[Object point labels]
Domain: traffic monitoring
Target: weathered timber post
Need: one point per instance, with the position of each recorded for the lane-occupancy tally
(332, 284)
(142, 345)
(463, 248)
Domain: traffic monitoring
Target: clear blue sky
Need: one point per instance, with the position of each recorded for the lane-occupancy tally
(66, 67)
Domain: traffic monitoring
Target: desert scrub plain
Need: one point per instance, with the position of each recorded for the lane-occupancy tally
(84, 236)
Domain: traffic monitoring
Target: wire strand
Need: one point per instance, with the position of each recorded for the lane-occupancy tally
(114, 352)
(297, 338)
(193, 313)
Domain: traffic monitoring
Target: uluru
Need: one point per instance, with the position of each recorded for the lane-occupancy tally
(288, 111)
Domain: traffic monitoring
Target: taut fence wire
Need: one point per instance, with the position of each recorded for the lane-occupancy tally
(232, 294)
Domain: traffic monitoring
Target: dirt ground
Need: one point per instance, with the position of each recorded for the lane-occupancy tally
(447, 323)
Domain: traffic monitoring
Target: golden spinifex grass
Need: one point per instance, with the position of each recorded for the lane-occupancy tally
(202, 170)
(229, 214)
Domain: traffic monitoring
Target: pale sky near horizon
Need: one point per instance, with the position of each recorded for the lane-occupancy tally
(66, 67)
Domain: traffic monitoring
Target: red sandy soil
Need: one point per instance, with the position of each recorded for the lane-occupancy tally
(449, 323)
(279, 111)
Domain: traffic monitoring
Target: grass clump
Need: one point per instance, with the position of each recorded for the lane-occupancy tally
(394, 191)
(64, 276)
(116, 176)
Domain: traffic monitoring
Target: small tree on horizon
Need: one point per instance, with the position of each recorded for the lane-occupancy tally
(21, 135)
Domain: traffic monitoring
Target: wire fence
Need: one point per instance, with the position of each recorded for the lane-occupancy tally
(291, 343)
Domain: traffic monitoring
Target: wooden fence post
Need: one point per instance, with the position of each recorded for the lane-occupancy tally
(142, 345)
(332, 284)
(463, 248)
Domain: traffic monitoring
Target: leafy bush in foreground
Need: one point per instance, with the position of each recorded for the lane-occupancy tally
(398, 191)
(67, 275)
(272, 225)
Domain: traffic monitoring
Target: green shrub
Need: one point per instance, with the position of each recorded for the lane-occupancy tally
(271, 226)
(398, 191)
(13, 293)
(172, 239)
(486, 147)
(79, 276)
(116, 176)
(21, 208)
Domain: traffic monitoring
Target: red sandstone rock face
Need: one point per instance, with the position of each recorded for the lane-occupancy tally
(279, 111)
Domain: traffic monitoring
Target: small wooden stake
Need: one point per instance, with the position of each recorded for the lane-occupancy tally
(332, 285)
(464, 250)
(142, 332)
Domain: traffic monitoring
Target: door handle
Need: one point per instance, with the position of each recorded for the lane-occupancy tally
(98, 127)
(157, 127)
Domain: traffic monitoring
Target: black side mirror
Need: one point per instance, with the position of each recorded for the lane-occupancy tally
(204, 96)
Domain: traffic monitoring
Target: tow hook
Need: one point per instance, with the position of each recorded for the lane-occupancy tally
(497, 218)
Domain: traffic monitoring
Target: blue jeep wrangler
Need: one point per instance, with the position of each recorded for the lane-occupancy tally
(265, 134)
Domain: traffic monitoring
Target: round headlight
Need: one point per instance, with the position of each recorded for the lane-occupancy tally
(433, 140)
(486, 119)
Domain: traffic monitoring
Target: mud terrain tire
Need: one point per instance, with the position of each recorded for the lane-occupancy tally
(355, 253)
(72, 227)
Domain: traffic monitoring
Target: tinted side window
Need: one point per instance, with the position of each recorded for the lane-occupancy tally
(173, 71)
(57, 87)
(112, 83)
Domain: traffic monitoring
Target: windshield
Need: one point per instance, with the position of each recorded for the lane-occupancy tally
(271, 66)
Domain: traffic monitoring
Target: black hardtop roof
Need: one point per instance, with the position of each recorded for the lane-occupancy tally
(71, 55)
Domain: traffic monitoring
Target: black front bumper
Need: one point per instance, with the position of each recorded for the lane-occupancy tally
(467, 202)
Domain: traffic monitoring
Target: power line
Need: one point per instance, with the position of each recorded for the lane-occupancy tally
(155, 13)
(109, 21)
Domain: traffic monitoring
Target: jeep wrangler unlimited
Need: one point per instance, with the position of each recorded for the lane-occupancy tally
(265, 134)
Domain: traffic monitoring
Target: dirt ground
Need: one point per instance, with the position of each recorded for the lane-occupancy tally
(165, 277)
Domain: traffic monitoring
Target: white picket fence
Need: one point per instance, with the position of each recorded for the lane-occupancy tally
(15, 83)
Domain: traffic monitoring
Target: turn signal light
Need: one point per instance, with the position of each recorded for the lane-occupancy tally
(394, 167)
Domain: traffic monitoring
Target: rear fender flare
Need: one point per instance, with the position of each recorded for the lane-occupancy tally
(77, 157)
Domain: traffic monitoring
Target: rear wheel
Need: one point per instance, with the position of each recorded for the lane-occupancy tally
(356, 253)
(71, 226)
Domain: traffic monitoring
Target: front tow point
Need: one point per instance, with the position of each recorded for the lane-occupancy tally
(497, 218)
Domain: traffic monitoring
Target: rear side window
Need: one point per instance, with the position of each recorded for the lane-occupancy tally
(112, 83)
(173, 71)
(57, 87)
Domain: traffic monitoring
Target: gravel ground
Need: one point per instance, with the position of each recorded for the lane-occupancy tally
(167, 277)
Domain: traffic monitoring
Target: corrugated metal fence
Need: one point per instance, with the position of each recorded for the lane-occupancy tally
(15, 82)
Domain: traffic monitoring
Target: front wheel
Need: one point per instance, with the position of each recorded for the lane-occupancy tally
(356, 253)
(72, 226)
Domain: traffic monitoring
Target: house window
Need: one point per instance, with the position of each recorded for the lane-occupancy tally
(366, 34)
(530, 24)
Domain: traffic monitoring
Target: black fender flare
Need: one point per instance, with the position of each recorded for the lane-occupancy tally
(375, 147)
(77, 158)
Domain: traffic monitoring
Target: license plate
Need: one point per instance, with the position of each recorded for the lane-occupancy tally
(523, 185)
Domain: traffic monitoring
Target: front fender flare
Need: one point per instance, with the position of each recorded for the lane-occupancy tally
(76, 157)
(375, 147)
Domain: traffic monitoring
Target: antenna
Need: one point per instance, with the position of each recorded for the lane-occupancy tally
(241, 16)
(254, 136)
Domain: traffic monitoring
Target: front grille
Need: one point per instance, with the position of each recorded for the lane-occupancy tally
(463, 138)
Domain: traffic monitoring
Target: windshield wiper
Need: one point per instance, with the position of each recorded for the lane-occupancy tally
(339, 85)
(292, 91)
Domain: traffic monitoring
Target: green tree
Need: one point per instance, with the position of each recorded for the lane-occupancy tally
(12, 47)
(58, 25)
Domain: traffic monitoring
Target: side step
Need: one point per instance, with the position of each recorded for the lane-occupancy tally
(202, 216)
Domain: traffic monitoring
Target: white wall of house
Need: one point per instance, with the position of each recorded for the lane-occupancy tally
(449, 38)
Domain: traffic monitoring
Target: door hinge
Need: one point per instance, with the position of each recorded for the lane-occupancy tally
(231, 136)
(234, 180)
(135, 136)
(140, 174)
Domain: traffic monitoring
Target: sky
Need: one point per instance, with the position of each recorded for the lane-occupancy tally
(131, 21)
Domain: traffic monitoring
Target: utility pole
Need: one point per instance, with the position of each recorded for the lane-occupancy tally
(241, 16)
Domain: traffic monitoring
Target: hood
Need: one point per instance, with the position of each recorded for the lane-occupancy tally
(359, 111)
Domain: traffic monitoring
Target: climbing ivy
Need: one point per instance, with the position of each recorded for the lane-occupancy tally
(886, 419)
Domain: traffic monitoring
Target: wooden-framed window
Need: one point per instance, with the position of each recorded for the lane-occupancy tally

**THE TASK:** Please reproduce each record precisely as written.

**CORRECT RESPONSE:**
Domain: traffic monitoring
Target: weathered timber post
Need: one point per instance, with the position of each recorded for the lane-occupancy tally
(332, 284)
(142, 345)
(463, 248)
Domain: traffic monitoring
Target: clear blue sky
Need: one point per instance, with the position of each recorded for the lane-occupancy tally
(66, 67)
Domain: traffic monitoring
Target: desert scrub plain
Need: one point per instance, with the position of each recorded for the lane-occupancy tally
(84, 236)
Domain: traffic monitoring
Target: wire strand
Need: one point per instance, with the position of each recorded for the lane-occupancy tally
(114, 352)
(297, 338)
(193, 313)
Domain: traffic monitoring
Target: uluru
Need: one point per instance, with the position of each recorded for the lane-occupancy tally
(288, 111)
Domain: traffic monitoring
Target: taut fence wire
Need: one point per instance, with the position of each recorded for the lane-occupancy tally
(232, 294)
Domain: traffic monitoring
Target: dirt ground
Need: one point per instance, with the position of each recorded for the lane-occupancy tally
(447, 323)
Domain: traffic monitoring
Target: golden spinifex grass
Need: one point per instance, with the position of each recorded for the lane-occupancy tally
(202, 170)
(229, 214)
Domain: traffic monitoring
Target: pale sky near horizon
Need: one point per instance, with the position of each recorded for the lane-occupancy tally
(66, 67)
Domain: traffic monitoring
Target: red sandy soil
Need: one point per instance, with the position of each recorded for the lane-occupancy tally
(449, 323)
(279, 111)
Domain: traffic monitoring
Target: grass clump
Need: one point per instance, with the position of each recorded for the lane-occupancy tally
(394, 191)
(64, 276)
(116, 176)
Domain: traffic monitoring
Target: small tree on horizon
Need: one point per instance, with the position of each recorded for the lane-occupancy tally
(21, 135)
Domain: traffic monitoring
Target: wire fence
Need: one point per instance, with the position of each recorded for the lane-occupancy tally
(291, 343)
Domain: traffic monitoring
Target: wooden fence post
Need: one point per instance, with the position of each recorded for the lane-occupancy tally
(142, 345)
(332, 284)
(463, 248)
Domain: traffic monitoring
Target: leafy bush in foreground
Need: one point per instance, with the position of each recorded for the lane-occupancy tally
(398, 191)
(67, 275)
(272, 225)
Domain: traffic monitoring
Target: green shrub
Need: one point per instance, with the position of each recorded for the lane-occupancy tally
(271, 226)
(398, 191)
(13, 293)
(172, 239)
(486, 147)
(79, 276)
(116, 176)
(21, 208)
Domain: traffic monitoring
Target: red sandstone rock face
Need: one point per instance, with the position of each recorded for the lane-occupancy tally
(279, 111)
Domain: traffic monitoring
Target: small wooden stake
Need: one point per instance, with the position of each recorded for the lane-occupancy tally
(332, 285)
(464, 250)
(142, 332)
Domain: traffic monitoring
Target: door handle
Need: one point per instance, with the position of each recorded for the lane-occupancy tally
(98, 127)
(157, 127)
Domain: traffic monitoring
Target: black side mirror
Need: one point per instance, with the position of each recorded for the lane-occupancy tally
(204, 96)
Domain: traffic monitoring
Target: tow hook
Need: one point per instance, with the position of each recorded for the lane-occupancy tally
(497, 218)
Domain: traffic monitoring
Target: blue jeep wrangler
Need: one point per instance, with the position of each recorded for the lane-occupancy tally
(265, 134)
Domain: traffic monitoring
Target: round headlight
Need: one point per instance, with the position of each recorded for the lane-occupancy tally
(433, 140)
(486, 119)
Domain: traffic monitoring
Target: mud terrain tire
Need: one point per instance, with the position of each recorded for the lane-occupancy tally
(355, 253)
(72, 227)
Domain: traffic monitoring
Target: tinted side window
Need: one point per instance, with the position of each recorded for the lane-occupancy tally
(173, 71)
(57, 87)
(112, 83)
Domain: traffic monitoring
Target: windshield
Need: one point per instance, with the position of each recorded for the lane-occupancy tally
(271, 66)
Domain: traffic monitoring
Target: black hardtop roof
Need: one point per instance, with the position of each recorded for the lane-occupancy tally
(71, 55)
Domain: traffic monitoring
Target: black front bumper
Need: one point per instance, with the position of each recorded for the lane-occupancy tally
(467, 202)
Domain: traffic monitoring
Target: power line
Need: one point per instance, with the position of each recorded for the lane-occupancy tally
(155, 13)
(109, 21)
Domain: traffic monitoring
Target: jeep wrangler unlimited
Need: one point per instance, with the position of each recorded for the lane-occupancy tally
(265, 134)
Domain: traffic monitoring
Target: dirt ground
Need: one point per instance, with the position of each recorded for the lane-occupancy tally
(165, 277)
Domain: traffic monitoring
Target: white picket fence
Need: one point per instance, with the position of each recorded for the lane-occupancy tally
(15, 83)
Domain: traffic monitoring
Target: turn signal light
Need: one point per instance, with the position of each recorded for the lane-occupancy tally
(394, 167)
Domain: traffic monitoring
Target: rear fender flare
Need: one point per instance, with the position of each recorded for the lane-occupancy tally
(77, 157)
Domain: traffic monitoring
Target: rear wheel
Need: one point per instance, with the position of each recorded for the lane-occupancy tally
(356, 253)
(71, 226)
Domain: traffic monitoring
Target: front tow point
Need: one point per instance, with the position of each recorded for the lane-occupancy tally
(497, 218)
Domain: traffic monitoring
Target: rear side window
Need: one point per instance, with the position of each recorded for the lane-occupancy tally
(112, 83)
(173, 71)
(57, 87)
Domain: traffic monitoring
Target: gravel ground
Need: one point per instance, with the position of each recorded for the lane-occupancy tally
(167, 277)
Domain: traffic monitoring
Target: corrugated metal fence
Need: one point per instance, with the position of each recorded for the lane-occupancy tally
(15, 82)
Domain: traffic monitoring
Target: front wheel
Need: one point per instance, with the position of each recorded for the lane-occupancy tally
(356, 253)
(72, 226)
Domain: traffic monitoring
Target: house window
Need: one point per instance, with the position of each recorded for the lane-occupancy tally
(366, 34)
(530, 24)
Domain: traffic monitoring
Target: black fender flare
Need: one point per instance, with the position of each recorded for the lane-occupancy tally
(375, 147)
(77, 158)
Domain: traffic monitoring
Target: license plate
Need: one point per instance, with the position of each recorded for the lane-occupancy tally
(523, 185)
Domain: traffic monitoring
Target: front fender flare
Need: one point per instance, with the position of each recorded for the lane-occupancy tally
(76, 157)
(375, 147)
Domain: traffic monitoring
Target: antenna
Need: one point per instance, with the position of each recorded for the lane-occupancy tally
(241, 16)
(254, 136)
Domain: traffic monitoring
Target: front grille
Need: one point per instance, with the position of each recorded for the lane-occupancy tally
(463, 138)
Domain: traffic monitoring
Target: windshield wiper
Need: one point per instance, with the position of each recorded for the lane-occupancy tally
(339, 85)
(292, 91)
Domain: traffic monitoring
Target: green tree
Need: one point per instance, with the position of each recorded for the lane-occupancy tally
(12, 47)
(58, 25)
Domain: traffic monitoring
Target: side step
Need: one point per instance, with the position of each recorded for the lane-occupancy tally
(202, 216)
Domain: traffic monitoring
Target: white wall of house
Need: one point per instance, with the position of each recorded for the lane-occupancy tally
(449, 38)
Domain: traffic monitoring
Target: door hinge
Need: one point per instance, with the position of each recorded for the lane-occupancy tally
(231, 136)
(234, 180)
(135, 136)
(140, 174)
Domain: traffic monitoring
Target: sky
Need: one point per instance, with the position of each recorded for the lane-occupancy tally
(131, 21)
Domain: traffic monitoring
Target: utility pole
Need: one point per instance, with the position of each recorded for the lane-occupancy tally
(241, 16)
Domain: traffic monitoring
Target: hood
Need: one point per instance, with the position of each recorded for the lane-occupancy tally
(359, 111)
Domain: traffic monitoring
Target: climbing ivy
Need: one point per instance, with the position of each recorded for the lane-occupancy tally
(886, 419)
Domain: traffic monitoring
Target: wooden-framed window
Need: one point per instance, with the position of each recorded for the lane-occupancy tally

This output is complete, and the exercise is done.